Reproduce the data that follows in its entirety, character for character.

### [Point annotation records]
++++++

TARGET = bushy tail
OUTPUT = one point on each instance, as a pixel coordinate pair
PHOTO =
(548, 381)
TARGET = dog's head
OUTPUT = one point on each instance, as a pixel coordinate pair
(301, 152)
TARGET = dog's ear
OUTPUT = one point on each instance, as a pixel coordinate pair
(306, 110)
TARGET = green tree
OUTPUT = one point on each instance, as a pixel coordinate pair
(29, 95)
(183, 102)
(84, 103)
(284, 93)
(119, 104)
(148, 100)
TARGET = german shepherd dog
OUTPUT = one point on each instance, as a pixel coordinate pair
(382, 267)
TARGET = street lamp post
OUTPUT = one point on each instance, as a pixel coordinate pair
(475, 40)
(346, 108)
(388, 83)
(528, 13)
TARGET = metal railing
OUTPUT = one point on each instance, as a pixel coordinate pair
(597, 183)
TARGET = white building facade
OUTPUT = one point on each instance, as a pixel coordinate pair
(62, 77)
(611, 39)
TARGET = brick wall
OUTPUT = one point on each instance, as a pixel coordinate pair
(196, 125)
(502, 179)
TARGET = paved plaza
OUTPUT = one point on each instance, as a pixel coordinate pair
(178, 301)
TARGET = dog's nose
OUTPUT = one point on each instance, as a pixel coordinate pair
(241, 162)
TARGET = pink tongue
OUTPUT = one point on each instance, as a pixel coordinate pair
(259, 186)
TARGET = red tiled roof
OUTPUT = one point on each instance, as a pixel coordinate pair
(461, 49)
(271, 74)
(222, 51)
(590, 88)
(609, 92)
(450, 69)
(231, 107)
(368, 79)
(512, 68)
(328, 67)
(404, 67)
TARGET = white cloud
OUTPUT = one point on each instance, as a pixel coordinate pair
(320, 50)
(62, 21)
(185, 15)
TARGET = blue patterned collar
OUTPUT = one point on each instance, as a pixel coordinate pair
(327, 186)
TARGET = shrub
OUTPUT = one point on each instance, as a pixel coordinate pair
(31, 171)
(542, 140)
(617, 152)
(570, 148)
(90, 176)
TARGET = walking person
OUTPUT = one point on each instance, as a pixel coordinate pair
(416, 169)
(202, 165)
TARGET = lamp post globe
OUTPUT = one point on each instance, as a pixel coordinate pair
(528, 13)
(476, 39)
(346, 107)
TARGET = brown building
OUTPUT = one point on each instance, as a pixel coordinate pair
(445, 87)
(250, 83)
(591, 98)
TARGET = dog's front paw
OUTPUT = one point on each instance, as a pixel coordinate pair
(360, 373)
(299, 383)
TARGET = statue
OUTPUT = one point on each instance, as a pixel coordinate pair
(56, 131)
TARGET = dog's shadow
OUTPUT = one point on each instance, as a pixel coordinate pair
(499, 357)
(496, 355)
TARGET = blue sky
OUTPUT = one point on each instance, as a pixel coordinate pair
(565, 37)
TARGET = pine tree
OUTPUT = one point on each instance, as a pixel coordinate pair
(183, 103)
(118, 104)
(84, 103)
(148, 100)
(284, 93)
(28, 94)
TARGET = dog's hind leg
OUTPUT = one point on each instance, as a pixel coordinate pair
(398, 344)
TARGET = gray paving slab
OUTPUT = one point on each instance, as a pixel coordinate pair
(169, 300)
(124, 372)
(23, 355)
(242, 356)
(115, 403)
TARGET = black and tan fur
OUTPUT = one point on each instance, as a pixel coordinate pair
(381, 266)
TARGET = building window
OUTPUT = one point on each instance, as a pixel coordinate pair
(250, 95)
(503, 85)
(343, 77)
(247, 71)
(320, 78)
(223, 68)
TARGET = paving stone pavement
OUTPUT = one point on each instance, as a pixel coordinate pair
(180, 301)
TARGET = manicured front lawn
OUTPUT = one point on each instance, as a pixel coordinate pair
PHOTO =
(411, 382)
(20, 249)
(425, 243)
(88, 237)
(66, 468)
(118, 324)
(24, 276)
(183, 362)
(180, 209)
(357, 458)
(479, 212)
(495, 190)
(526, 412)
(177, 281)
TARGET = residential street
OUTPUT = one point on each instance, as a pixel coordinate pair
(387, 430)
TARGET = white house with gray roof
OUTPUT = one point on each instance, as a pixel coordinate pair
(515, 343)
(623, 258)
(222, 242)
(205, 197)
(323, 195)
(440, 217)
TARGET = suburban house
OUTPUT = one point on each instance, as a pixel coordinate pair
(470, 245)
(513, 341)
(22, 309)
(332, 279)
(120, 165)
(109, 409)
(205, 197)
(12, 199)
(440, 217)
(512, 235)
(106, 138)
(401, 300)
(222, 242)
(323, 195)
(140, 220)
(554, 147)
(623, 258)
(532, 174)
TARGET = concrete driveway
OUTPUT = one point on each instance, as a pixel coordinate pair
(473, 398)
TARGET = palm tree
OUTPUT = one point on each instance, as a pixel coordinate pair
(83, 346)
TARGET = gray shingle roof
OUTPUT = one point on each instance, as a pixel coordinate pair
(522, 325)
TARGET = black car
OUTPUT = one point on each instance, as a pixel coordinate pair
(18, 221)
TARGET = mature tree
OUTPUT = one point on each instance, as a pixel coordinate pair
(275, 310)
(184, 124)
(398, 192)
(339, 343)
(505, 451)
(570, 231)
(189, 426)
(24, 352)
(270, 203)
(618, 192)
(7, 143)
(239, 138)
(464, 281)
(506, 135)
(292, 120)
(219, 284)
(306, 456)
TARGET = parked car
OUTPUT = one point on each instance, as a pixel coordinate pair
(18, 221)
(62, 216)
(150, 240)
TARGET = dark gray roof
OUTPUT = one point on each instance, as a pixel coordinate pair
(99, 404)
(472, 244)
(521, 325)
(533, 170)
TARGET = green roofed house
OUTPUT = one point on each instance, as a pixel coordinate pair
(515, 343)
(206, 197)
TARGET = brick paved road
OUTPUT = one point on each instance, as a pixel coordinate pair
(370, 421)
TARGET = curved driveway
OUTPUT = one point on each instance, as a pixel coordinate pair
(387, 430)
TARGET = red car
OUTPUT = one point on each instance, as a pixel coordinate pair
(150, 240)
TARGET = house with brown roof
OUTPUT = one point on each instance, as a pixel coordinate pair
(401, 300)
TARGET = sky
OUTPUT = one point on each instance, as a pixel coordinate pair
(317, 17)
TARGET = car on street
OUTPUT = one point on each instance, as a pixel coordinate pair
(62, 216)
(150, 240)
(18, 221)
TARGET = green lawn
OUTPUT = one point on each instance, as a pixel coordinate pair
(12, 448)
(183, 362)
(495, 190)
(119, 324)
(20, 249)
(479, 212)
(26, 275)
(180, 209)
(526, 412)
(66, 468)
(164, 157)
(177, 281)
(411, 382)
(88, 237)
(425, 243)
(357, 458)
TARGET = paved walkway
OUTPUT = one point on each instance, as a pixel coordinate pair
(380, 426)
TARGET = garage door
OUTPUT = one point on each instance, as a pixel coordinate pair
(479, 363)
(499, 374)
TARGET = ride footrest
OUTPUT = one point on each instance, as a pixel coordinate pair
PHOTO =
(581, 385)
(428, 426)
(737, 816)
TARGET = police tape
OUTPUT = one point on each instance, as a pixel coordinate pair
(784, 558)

++++++

### [Solution below]
TARGET = bushy tail
OUTPUT = one point on each instance, as a pixel coordinate pair
PHOTO =
(548, 381)
TARGET = dog's head
OUTPUT = one point on each instance, as a pixel coordinate pair
(301, 152)
TARGET = dog's ear
OUTPUT = one point on each instance, as a pixel coordinate pair
(306, 110)
TARGET = green tree
OUTPUT = one point on each instance, as a pixel coordinate pair
(29, 95)
(183, 102)
(84, 103)
(284, 93)
(119, 104)
(148, 100)
TARGET = german shepherd dog
OUTPUT = one point on each instance, as a pixel coordinate pair
(382, 267)
TARGET = street lamp post
OUTPUT = one point on each instance, as a pixel coordinate pair
(475, 40)
(346, 108)
(388, 83)
(528, 13)
TARGET = metal railing
OUTPUT = one point on each instance, as a pixel coordinate pair
(597, 183)
TARGET = white building facade
OUTPUT = one point on each instance, as a pixel coordinate pair
(62, 77)
(611, 39)
TARGET = brick wall
OUTPUT = one point on each instance, as a pixel coordinate pair
(196, 125)
(502, 179)
TARGET = paved plaza
OUTPUT = one point on each instance, as a pixel coordinate pair
(178, 301)
TARGET = dog's nose
OUTPUT = one point on each instance, as a pixel coordinate pair
(241, 162)
TARGET = pink tongue
OUTPUT = one point on each instance, as a pixel coordinate pair
(259, 186)
TARGET = red tiled roof
OUTPUT = one point on each instance, as a pixel coordinate pair
(461, 49)
(271, 74)
(222, 51)
(590, 88)
(609, 92)
(450, 69)
(231, 107)
(368, 79)
(512, 68)
(328, 67)
(404, 67)
TARGET = white cloud
OUTPUT = one point on each instance, as a pixel coordinate pair
(320, 50)
(62, 21)
(185, 15)
TARGET = blue patterned collar
OUTPUT = one point on each instance, as a pixel coordinate pair
(327, 186)
TARGET = shrub
OUTPUT = one point on each instance, as a pixel coordinate pair
(31, 171)
(542, 140)
(617, 152)
(570, 148)
(90, 176)
TARGET = walking person
OUTPUT = one point on each instance, as a pixel coordinate pair
(416, 169)
(202, 165)
TARGET = lamp post globe
OUTPUT = one point on each instance, as a pixel coordinate pair
(528, 13)
(476, 39)
(346, 107)
TARGET = brown building
OUTPUT = one point on each instance, as a pixel coordinate pair
(445, 87)
(250, 83)
(591, 98)
TARGET = dog's front paw
OUTPUT = one point on each instance, as a pixel coordinate pair
(360, 373)
(299, 383)
TARGET = statue
OUTPUT = one point on each instance, as a pixel coordinate pair
(56, 131)
TARGET = dog's shadow
OUTPUT = one point on each instance, as a pixel coordinate pair
(499, 357)
(496, 355)
TARGET = blue sky
OUTPUT = one point on each instance, as a pixel coordinate pair
(565, 37)
TARGET = pine tree
OUTPUT = one point on each instance, as a pixel coordinate pair
(183, 103)
(118, 104)
(84, 103)
(148, 100)
(284, 93)
(28, 94)
TARGET = dog's hind leg
OUTPUT = one point on each instance, as a pixel coordinate pair
(398, 344)
TARGET = gray paving slab
OUTPUT = one point on each instance, as a pixel coordinate pair
(169, 300)
(124, 372)
(23, 355)
(242, 356)
(115, 403)
TARGET = black and tan fur
OUTPUT = one point on each instance, as a pixel coordinate pair
(381, 266)
TARGET = building window
OUTPUT = one point on each instance, as a pixel coordinate pair
(250, 95)
(503, 85)
(343, 77)
(247, 71)
(320, 78)
(223, 68)
TARGET = paving stone pavement
OUTPUT = one point on each instance, as a pixel coordinate pair
(180, 301)
TARGET = manicured front lawn
OUTPUT = one point on each instance, as a pixel coordinate pair
PHOTO =
(411, 382)
(20, 249)
(425, 243)
(88, 237)
(66, 468)
(118, 324)
(24, 276)
(183, 362)
(180, 209)
(357, 458)
(479, 212)
(495, 190)
(526, 412)
(177, 281)
TARGET = residential street
OUTPUT = one point on each instance, as a pixel coordinate pair
(387, 430)
TARGET = white house with gray roof
OUTPUT = one point on each instance, as a pixel coordinate pair
(515, 343)
(623, 258)
(222, 242)
(205, 197)
(323, 195)
(440, 217)
TARGET = suburban house
OUTPUT = one point on each instance, as a pixel coordinate pair
(470, 245)
(513, 341)
(22, 309)
(332, 279)
(120, 165)
(109, 409)
(205, 197)
(12, 199)
(440, 217)
(512, 235)
(106, 138)
(401, 300)
(222, 242)
(323, 195)
(140, 220)
(554, 147)
(623, 258)
(532, 174)
TARGET = concrete driveway
OUTPUT = one point on each instance, as a pixel coordinate pair
(473, 398)
TARGET = palm tree
OUTPUT = one point on each instance, as a pixel coordinate pair
(83, 346)
TARGET = gray shingle roof
OUTPUT = one point on each instance, as a pixel coordinate pair
(522, 325)
TARGET = black car
OUTPUT = one point on each instance, as a pixel coordinate pair
(18, 221)
TARGET = mature tree
OUTPUT = one point on each instance, as a pixel coordinate pair
(275, 310)
(184, 124)
(398, 192)
(339, 343)
(505, 451)
(570, 231)
(189, 426)
(24, 352)
(270, 203)
(618, 192)
(7, 143)
(239, 138)
(464, 281)
(506, 135)
(292, 120)
(219, 284)
(306, 456)
TARGET = parked car
OUTPUT = one point on each instance, as a pixel coordinate pair
(18, 221)
(62, 216)
(150, 240)
TARGET = dark gray roof
OUTPUT = one point on each instance, as a pixel coordinate pair
(99, 404)
(472, 244)
(521, 325)
(533, 170)
TARGET = green roofed house
OUTPUT = one point on each instance, as a pixel coordinate pair
(515, 343)
(206, 197)
TARGET = brick paved road
OUTPUT = one point on each instance, as a pixel coordinate pair
(370, 421)
TARGET = curved driveway
OUTPUT = one point on each instance, as a pixel coordinate pair
(387, 430)
TARGET = red car
OUTPUT = one point on each instance, as a pixel coordinate pair
(150, 240)
TARGET = house with brown roof
OUTPUT = one point on each instance, as a pixel coordinate pair
(401, 300)
TARGET = sky
OUTPUT = one point on each instance, as a pixel coordinate pair
(317, 17)
TARGET = car on street
OUTPUT = one point on each instance, as a pixel coordinate pair
(62, 216)
(150, 240)
(18, 221)
TARGET = green lawn
OUTPUT = one point on each instance, as a pixel coordinate pair
(12, 448)
(183, 362)
(495, 190)
(119, 324)
(20, 249)
(479, 212)
(26, 275)
(180, 209)
(526, 412)
(66, 468)
(164, 157)
(177, 281)
(411, 382)
(88, 237)
(425, 243)
(357, 458)
TARGET = paved walkway
OUTPUT = one point on each instance, as a pixel coordinate pair
(380, 426)
TARGET = garage door
OUTPUT = one point on each instance, as a pixel coordinate pair
(479, 363)
(499, 374)
TARGET = ride footrest
OUTPUT = one point on each instance, as a pixel coordinate pair
PHOTO =
(581, 385)
(428, 426)
(737, 816)
TARGET = police tape
OUTPUT = one point on each instance, as a pixel coordinate pair
(784, 558)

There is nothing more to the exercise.